## 課題
下のワールドカップ予選の記事について、「第2240回 ワールドカップ予選を振り返る(1) 高く評価されるグループ首位での本戦出場」から「が代表最終戦、代表からの引退を表明した。」までを、「主将」を「キャプテン」に改めて書き直しなさい。

## 抜粋
----
第2240回 ワールドカップ予選を振り返る(1) 高く評価されるグループ首位での本戦出場

 6年前の東日本大震災、昨年の平成28年熊本地震などで被災された皆様に心からお見舞い申し上げます。また、復興活動に従事されている皆様に敬意を表し、被災地域だけではなくすべての日本の皆様に激励の意を表します。

■前回3位のオランダ予選落ち

 ワールドカップ予選のグループAの最終戦、フランスはホームのスタッド・ド・フランスでベラルーシに勝利してロシア行きを決めた。今回は予選のグループリーグ全体を振り返ってみたい。
 まず、世界の注目を集めたグループAのオランダ-スウェーデン戦であるが、オランダは大差(7-0、あるいは8点以上で6点差以上)で勝利しなくてはならなかったが、2-0というスコアに終わる。オランダは勝ち点でスウェーデンに並んだが、得失点差ではるかに及ばず、3位にとどまり、2002年日韓大会以来の予選落ちとなった。この日、2得点をあげたのは主将のアリアン・ロッベンであったが、96試合目の試合が代表最終戦、代表からの引退を表明した。
----
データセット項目

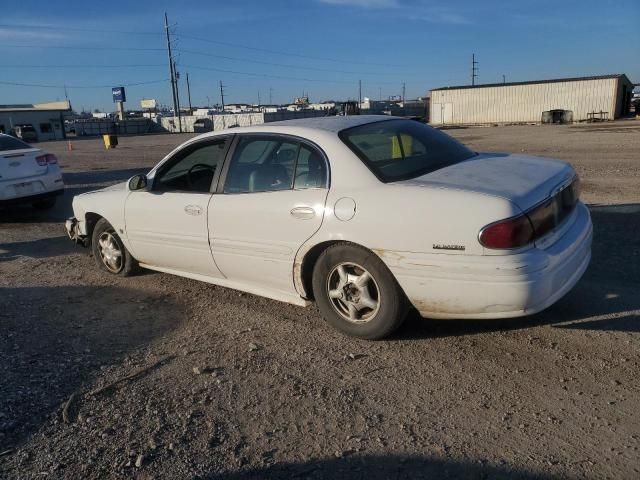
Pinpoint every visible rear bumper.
[392,203,593,319]
[0,187,64,206]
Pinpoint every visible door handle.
[184,205,202,216]
[290,207,316,220]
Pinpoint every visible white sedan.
[66,116,592,339]
[0,133,64,209]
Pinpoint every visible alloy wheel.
[327,262,380,323]
[98,232,122,273]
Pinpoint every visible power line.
[176,49,394,75]
[164,12,182,133]
[0,23,407,67]
[471,53,478,86]
[0,79,169,89]
[0,43,165,52]
[183,65,396,85]
[180,34,406,67]
[0,23,163,35]
[0,63,166,68]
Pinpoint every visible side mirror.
[129,173,147,192]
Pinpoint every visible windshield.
[339,120,476,183]
[0,135,33,152]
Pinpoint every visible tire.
[91,218,139,277]
[31,197,56,210]
[312,243,409,340]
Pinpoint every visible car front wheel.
[91,218,138,277]
[313,244,408,340]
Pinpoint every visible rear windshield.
[339,120,476,182]
[0,135,33,152]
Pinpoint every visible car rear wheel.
[313,244,408,340]
[91,218,138,277]
[31,197,56,210]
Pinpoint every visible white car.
[0,134,64,209]
[66,116,592,339]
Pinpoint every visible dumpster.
[102,135,118,148]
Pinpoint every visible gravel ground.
[0,121,640,479]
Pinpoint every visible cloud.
[317,0,400,8]
[409,10,473,25]
[0,26,68,40]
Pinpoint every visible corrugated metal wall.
[430,78,618,125]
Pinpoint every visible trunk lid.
[0,148,47,181]
[399,153,575,211]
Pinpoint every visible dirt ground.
[0,121,640,479]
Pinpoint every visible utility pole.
[164,12,182,132]
[173,60,182,133]
[187,72,193,115]
[471,53,478,86]
[220,80,224,113]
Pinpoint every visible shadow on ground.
[394,204,640,340]
[0,286,183,451]
[0,235,77,263]
[62,167,149,186]
[205,455,553,480]
[0,167,149,224]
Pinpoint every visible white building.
[0,100,71,141]
[430,74,633,125]
[224,103,253,113]
[307,102,336,110]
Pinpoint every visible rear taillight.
[478,215,534,249]
[36,157,58,167]
[479,175,580,249]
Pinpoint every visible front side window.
[339,120,476,182]
[224,136,326,193]
[153,140,226,193]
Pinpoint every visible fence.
[68,118,163,136]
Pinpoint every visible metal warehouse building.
[0,100,71,141]
[430,74,633,125]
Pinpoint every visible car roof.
[256,115,402,133]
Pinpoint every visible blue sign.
[111,87,127,103]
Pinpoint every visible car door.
[125,137,231,277]
[209,134,329,294]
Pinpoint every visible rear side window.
[0,135,33,152]
[224,135,327,193]
[339,120,475,182]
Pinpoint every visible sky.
[0,0,640,111]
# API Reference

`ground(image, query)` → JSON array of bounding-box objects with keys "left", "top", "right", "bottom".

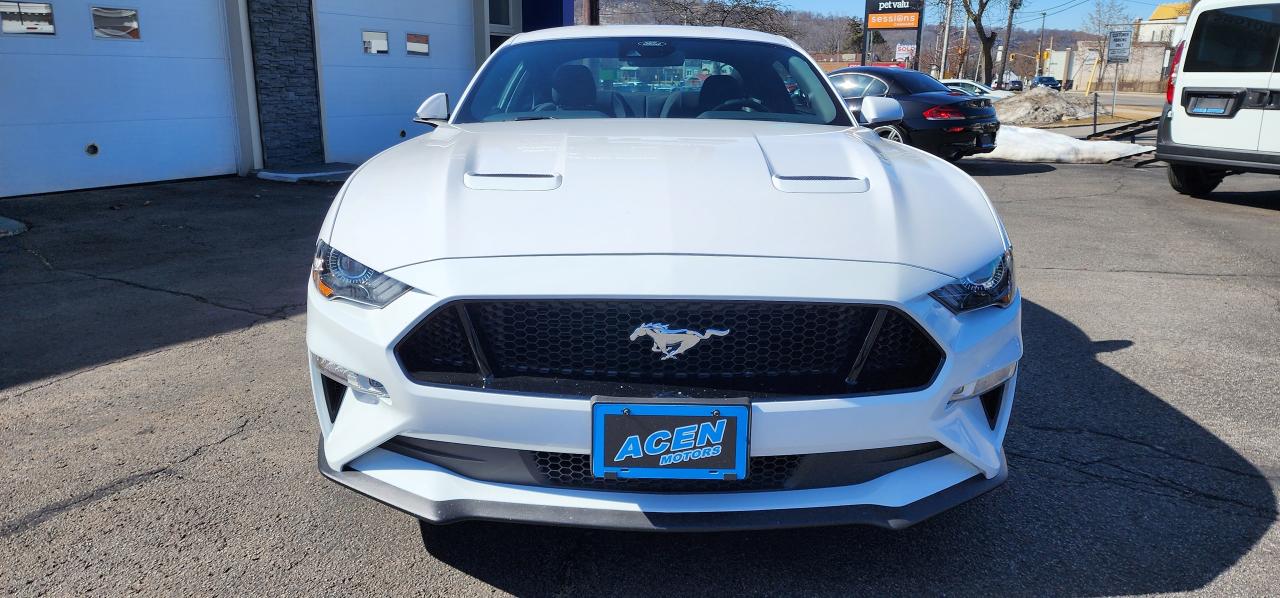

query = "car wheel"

[
  {"left": 872, "top": 124, "right": 906, "bottom": 143},
  {"left": 1169, "top": 164, "right": 1226, "bottom": 197}
]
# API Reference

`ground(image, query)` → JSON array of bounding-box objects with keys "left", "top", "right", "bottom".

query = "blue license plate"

[{"left": 591, "top": 397, "right": 751, "bottom": 480}]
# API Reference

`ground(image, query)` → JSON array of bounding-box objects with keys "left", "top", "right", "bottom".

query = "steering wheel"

[{"left": 708, "top": 97, "right": 773, "bottom": 113}]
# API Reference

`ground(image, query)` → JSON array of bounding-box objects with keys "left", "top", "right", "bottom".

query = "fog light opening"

[
  {"left": 950, "top": 361, "right": 1018, "bottom": 403},
  {"left": 311, "top": 355, "right": 392, "bottom": 402}
]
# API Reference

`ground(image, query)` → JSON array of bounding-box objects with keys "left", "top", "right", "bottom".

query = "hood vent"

[
  {"left": 462, "top": 173, "right": 561, "bottom": 191},
  {"left": 773, "top": 174, "right": 870, "bottom": 193}
]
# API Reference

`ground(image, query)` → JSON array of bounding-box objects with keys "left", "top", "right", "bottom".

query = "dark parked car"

[
  {"left": 1032, "top": 77, "right": 1062, "bottom": 91},
  {"left": 828, "top": 67, "right": 1000, "bottom": 161}
]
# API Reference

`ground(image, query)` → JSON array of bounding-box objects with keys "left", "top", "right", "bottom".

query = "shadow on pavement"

[
  {"left": 956, "top": 158, "right": 1057, "bottom": 177},
  {"left": 424, "top": 302, "right": 1276, "bottom": 595},
  {"left": 1199, "top": 190, "right": 1280, "bottom": 210},
  {"left": 0, "top": 178, "right": 338, "bottom": 389}
]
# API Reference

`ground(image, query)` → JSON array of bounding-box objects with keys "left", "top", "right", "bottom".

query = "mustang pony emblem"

[{"left": 631, "top": 321, "right": 728, "bottom": 360}]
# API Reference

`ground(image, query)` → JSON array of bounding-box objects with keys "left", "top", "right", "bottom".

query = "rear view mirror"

[
  {"left": 413, "top": 93, "right": 449, "bottom": 124},
  {"left": 859, "top": 96, "right": 902, "bottom": 127}
]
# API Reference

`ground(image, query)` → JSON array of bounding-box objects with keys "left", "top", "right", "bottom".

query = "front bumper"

[
  {"left": 316, "top": 440, "right": 1009, "bottom": 531},
  {"left": 307, "top": 256, "right": 1023, "bottom": 530}
]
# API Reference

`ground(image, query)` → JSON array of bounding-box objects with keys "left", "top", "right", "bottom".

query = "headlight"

[
  {"left": 311, "top": 241, "right": 408, "bottom": 307},
  {"left": 929, "top": 250, "right": 1018, "bottom": 314}
]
----
## 解答
第2240回 ワールドカップ予選を振り返る(1) 高く評価されるグループ首位での本戦出場

 6年前の東日本大震災、昨年の平成28年熊本地震などで被災された皆様に心からお見舞い申し上げます。また、復興活動に従事されている皆様に敬意を表し、被災地域だけではなくすべての日本の皆様に激励の意を表します。

■前回3位のオランダ予選落ち

 ワールドカップ予選のグループAの最終戦、フランスはホームのスタッド・ド・フランスでベラルーシに勝利してロシア行きを決めた。今回は予選のグループリーグ全体を振り返ってみたい。
 まず、世界の注目を集めたグループAのオランダ-スウェーデン戦であるが、オランダは大差(7-0、あるいは8点以上で6点差以上)で勝利しなくてはならなかったが、2-0というスコアに終わる。オランダは勝ち点でスウェーデンに並んだが、得失点差ではるかに及ばず、3位にとどまり、2002年日韓大会以来の予選落ちとなった。この日、2得点をあげたのはキャプテンのアリアン・ロッベンであったが、96試合目の試合が代表最終戦、代表からの引退を表明した。